§ **TEXTAUSSCHNITT**:
Hallo Deamluna,
auch wenn dein Thema nicht mehr ganz taufrisch ist, möchte ich darauf antworten, auch um mich bei der Gelegenheit euch ein bißchen vertrauter zu machen.
„Trugschluss, wir würden ewig leben
Ab welchem Lebensalter wird uns wirklich bewusst, dass unser Leben nur begrenzt ist und wie haben wir unser Leben verändert, nachdem uns dies bewusst geworden ist.
Manchmal habe ich den Eindruck, ich hätte mein Leben alt begonnen. Jetzt nähere ich mich wieder dem Altsein, zu früh werden viele meinen, aber ich bin bissl müd geworden. Das macht sich weniger an den Lebensjahren fest, sondern an der Menge dessen, was ich er- und gelebt habe, das war doch einiges und sehr vieles davon aus vollen Zügen.

§ **AUFGABE**:
Fasse den Beitrag zum Thema „Trugschluss, wir würden ewig leben“ in genau zwei Sätzen zusammen. Die Zeilen darunter haben mit dem Beitrag nichts zu tun und stammen aus einer anderen Quelle.

Datenliste:
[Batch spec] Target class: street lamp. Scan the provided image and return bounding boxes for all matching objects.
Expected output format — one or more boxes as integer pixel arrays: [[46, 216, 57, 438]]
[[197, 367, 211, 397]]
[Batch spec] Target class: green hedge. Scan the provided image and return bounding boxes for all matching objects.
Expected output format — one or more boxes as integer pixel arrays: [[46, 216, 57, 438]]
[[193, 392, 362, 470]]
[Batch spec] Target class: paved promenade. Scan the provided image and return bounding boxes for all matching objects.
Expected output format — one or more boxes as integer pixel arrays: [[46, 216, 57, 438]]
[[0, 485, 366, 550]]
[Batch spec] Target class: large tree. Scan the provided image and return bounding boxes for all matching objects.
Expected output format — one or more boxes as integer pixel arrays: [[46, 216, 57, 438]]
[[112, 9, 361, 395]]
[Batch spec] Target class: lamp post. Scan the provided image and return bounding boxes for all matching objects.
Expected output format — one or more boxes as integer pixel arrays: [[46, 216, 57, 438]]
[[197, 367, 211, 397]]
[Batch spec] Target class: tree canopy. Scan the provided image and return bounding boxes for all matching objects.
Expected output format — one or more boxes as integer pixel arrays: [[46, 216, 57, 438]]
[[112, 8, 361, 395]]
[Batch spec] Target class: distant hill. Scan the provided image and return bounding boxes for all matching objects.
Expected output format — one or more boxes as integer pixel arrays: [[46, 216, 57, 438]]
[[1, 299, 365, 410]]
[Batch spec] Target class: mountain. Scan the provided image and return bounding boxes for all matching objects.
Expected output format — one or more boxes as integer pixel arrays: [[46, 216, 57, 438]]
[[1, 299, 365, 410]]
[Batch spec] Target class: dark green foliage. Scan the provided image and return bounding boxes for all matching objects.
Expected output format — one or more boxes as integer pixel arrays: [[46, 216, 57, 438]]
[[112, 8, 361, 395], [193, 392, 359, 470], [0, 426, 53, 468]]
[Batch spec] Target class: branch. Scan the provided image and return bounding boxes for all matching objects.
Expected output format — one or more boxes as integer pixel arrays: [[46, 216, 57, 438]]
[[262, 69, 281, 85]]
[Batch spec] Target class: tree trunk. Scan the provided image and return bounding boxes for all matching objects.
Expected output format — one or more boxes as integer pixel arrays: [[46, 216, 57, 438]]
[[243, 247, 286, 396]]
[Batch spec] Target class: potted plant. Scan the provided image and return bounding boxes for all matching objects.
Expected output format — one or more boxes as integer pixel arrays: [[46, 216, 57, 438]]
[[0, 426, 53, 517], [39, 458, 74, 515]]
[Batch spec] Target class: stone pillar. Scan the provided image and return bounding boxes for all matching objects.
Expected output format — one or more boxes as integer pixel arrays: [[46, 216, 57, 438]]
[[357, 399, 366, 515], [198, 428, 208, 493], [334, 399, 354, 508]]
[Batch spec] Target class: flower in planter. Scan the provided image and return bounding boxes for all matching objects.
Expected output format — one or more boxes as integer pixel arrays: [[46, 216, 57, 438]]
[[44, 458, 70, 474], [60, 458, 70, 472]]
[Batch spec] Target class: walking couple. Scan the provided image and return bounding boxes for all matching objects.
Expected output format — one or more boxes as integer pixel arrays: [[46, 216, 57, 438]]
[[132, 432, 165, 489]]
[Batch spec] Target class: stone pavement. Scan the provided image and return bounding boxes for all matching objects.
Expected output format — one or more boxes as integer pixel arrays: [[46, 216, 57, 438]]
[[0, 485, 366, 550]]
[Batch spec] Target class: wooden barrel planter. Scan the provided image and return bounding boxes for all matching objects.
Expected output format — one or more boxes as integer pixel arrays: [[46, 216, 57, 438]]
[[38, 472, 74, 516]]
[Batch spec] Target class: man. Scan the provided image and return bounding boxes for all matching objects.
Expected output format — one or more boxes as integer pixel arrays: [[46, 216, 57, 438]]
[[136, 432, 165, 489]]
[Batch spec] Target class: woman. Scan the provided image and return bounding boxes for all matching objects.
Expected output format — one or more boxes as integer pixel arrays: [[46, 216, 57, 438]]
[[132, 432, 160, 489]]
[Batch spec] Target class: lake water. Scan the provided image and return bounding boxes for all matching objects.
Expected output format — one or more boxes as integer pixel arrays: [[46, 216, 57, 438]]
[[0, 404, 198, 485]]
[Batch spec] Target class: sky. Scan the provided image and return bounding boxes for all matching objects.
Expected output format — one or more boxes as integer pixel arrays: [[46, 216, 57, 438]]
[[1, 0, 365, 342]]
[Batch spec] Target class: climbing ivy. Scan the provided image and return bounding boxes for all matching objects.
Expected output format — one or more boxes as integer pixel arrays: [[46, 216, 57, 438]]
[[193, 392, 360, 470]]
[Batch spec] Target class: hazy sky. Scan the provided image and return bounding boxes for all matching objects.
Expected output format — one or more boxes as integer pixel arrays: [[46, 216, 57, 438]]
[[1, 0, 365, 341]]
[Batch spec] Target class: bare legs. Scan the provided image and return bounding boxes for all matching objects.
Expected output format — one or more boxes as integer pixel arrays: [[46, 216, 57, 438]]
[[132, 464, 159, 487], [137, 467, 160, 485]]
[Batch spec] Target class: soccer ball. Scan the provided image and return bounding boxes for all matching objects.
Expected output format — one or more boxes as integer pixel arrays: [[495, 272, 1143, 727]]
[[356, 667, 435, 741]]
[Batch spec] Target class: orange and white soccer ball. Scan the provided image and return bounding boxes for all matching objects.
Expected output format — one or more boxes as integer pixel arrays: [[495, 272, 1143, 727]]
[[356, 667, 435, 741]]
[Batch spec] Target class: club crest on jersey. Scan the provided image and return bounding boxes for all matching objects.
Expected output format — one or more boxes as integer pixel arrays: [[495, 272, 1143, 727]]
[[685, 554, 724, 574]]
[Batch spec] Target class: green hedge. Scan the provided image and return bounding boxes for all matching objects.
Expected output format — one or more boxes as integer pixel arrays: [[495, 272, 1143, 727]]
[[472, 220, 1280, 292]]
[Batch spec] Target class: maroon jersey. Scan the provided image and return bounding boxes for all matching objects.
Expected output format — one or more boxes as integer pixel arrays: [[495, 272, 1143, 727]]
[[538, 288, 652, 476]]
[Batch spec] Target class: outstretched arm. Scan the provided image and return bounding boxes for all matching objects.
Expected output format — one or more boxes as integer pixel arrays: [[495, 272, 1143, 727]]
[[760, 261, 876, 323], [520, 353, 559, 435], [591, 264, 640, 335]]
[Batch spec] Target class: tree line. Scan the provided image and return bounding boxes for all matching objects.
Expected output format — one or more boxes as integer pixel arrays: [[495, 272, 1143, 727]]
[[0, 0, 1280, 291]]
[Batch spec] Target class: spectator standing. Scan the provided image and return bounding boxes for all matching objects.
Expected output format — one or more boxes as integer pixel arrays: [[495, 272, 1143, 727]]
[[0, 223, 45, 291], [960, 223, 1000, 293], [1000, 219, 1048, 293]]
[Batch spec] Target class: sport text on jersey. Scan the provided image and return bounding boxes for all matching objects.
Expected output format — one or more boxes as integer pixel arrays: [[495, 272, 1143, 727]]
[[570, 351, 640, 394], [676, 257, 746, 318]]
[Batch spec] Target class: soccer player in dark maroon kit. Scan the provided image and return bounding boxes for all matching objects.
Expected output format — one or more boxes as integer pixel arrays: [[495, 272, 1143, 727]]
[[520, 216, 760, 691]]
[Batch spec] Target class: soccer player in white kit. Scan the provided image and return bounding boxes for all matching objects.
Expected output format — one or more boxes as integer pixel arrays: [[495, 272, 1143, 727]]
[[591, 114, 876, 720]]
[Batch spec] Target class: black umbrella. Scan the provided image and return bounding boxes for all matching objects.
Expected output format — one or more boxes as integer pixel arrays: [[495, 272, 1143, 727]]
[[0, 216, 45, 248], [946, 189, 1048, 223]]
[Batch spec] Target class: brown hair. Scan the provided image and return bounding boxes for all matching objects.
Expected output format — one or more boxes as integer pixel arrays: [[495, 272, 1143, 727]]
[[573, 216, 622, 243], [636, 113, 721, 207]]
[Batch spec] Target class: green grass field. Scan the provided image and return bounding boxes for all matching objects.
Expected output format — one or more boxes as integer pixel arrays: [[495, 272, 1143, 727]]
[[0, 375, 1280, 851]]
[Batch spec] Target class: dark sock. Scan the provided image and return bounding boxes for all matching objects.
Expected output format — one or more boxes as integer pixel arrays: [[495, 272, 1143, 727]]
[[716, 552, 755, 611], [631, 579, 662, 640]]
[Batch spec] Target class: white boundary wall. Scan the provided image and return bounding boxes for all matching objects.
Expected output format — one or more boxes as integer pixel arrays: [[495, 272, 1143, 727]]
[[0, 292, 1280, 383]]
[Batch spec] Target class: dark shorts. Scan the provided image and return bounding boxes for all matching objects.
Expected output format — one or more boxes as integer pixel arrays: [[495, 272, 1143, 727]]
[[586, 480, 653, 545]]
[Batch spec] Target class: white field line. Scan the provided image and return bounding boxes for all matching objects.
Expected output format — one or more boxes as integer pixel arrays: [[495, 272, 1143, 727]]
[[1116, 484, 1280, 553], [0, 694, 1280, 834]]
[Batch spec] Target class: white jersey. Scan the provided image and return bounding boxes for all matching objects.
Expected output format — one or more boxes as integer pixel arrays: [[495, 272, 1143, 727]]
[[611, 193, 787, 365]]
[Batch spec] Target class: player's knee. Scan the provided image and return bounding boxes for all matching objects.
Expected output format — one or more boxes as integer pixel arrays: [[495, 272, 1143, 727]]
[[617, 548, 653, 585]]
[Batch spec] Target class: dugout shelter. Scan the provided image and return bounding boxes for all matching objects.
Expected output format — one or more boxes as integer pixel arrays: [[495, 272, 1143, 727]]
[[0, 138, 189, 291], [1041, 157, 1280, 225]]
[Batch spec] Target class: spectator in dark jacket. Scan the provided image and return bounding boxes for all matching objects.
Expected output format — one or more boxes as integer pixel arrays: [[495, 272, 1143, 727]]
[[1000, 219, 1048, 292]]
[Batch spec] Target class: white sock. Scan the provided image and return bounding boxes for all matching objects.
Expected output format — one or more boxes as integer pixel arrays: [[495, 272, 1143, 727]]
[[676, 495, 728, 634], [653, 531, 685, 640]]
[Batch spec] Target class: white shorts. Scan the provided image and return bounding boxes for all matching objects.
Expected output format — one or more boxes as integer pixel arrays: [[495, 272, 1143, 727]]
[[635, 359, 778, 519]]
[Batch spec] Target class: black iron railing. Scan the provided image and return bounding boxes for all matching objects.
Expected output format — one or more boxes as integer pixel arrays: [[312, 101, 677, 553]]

§ **LÖSUNG**:
Der Beitrag antwortet auf Deamlunas älteres Thema, ab welchem Alter uns bewusst wird, dass unser Leben begrenzt ist, und was sich danach ändert, und soll die schreibende Person den anderen auch etwas näherbringen. Darin heißt es, das eigene Leben habe manchmal wie alt begonnen und nähere sich jetzt wieder dem Altsein, weil die Müdigkeit weniger von den Jahren kommt als von der Menge dessen, was in vollen Zügen erlebt wurde.